What is expected -
Provide an exact transcription of all the records.

Records for the task -
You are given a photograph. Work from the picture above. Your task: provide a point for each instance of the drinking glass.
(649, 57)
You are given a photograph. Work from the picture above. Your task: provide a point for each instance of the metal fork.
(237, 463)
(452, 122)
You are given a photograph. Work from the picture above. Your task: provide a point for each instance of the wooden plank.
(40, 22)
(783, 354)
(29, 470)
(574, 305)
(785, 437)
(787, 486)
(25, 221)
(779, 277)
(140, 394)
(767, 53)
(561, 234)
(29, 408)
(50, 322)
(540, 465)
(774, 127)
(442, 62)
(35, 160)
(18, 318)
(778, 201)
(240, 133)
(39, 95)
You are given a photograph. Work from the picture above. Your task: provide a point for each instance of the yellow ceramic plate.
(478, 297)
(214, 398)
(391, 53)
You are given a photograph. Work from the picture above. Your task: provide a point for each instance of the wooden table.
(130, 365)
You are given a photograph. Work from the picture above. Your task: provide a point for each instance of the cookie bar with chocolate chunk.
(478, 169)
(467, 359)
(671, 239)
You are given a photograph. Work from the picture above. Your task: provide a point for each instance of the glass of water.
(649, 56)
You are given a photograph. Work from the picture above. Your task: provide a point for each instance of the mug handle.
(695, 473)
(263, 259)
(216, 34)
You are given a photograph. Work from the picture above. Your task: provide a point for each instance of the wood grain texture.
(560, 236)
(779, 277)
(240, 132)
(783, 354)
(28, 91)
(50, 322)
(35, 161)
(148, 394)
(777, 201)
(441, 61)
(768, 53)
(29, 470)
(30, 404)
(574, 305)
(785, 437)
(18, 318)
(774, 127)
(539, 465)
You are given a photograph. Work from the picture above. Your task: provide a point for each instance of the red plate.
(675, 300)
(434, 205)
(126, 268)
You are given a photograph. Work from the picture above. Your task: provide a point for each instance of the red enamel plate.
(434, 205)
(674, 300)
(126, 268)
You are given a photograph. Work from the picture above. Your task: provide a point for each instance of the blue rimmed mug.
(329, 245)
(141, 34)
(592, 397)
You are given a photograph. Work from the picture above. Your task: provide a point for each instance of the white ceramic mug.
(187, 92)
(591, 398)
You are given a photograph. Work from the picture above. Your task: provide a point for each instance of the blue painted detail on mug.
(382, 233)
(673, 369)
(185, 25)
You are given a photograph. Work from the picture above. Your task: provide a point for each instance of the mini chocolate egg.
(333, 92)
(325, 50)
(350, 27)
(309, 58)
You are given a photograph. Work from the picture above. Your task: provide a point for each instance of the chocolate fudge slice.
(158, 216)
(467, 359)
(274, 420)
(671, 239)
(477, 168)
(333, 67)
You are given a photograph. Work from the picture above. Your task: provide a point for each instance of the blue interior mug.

Solution to this task -
You are given a photograph. Work from the picture above. Your task: provide a point for each instance of the drinking glass.
(649, 57)
You are given a photograph. Work from the picture above. Your task: provide a point for each instance of the metal fork.
(237, 463)
(452, 122)
You are given a photograph. Work from the picture above. Your task: provide a point for each instance of the wooden plank.
(40, 22)
(783, 354)
(29, 470)
(574, 305)
(785, 437)
(787, 486)
(25, 221)
(779, 277)
(140, 394)
(767, 53)
(561, 234)
(29, 408)
(50, 322)
(540, 465)
(774, 127)
(442, 62)
(35, 160)
(18, 318)
(778, 201)
(240, 133)
(39, 95)
You are given a photograph. Work from the picture above. Your task: provide a point for each instance of the yellow ceramic plate.
(478, 297)
(214, 398)
(391, 53)
You are given a photograph. Work from the picture above. Your task: provide a point for each instance of the wooden table.
(130, 365)
You are given a photograph. Work from the picture above. Your task: provide a point for each instance of the cookie bar with chocolate chunk.
(478, 169)
(467, 359)
(671, 239)
You are given a photograph. Work from the picture above. Your task: provide a point for each instance of the glass of water.
(649, 56)
You are given a photograph. Work from the picture above. Your task: provide a point for each instance of the mug handle.
(695, 473)
(263, 259)
(216, 34)
You are given a photograph. Work from the picture above. Your task: provide a point for each instance of the wood grain texture.
(560, 236)
(779, 277)
(240, 132)
(783, 354)
(28, 91)
(50, 322)
(35, 161)
(148, 394)
(777, 201)
(441, 61)
(768, 53)
(29, 470)
(30, 404)
(574, 305)
(785, 437)
(18, 318)
(774, 127)
(539, 465)
You are given a photograph. Work from the picture above. Your task: provide a point for each instance of the red plate.
(675, 300)
(434, 205)
(126, 268)
You are given a photograph. Work from the picture above. Your task: provide a point for each instance of the red enamel plate.
(434, 205)
(674, 300)
(126, 268)
You are given a photograph. Work from the picture above. Your task: provide a point for each instance of the blue rimmed mug.
(329, 245)
(141, 34)
(592, 397)
You are given a photograph. Work from the picture above. Your task: provide a point for each instance of the white ceramic mug.
(187, 92)
(591, 398)
You are given a photograph. Work from the picture above. Your task: provide a point for each instance of the blue painted detail on mug.
(382, 233)
(673, 369)
(185, 25)
You are given a photograph. Work from the picture above. Your task: provide a point for each instance of the mini chocolate egg.
(333, 92)
(325, 50)
(350, 27)
(309, 58)
You are given a photograph. Work from the picture above. Your task: provide a point for each instance of the chocolate fudge slice.
(158, 216)
(467, 359)
(274, 420)
(671, 239)
(477, 168)
(333, 67)
You are given a photograph. Work from the picture above. Your task: provide a point for each instance of the blue interior mug.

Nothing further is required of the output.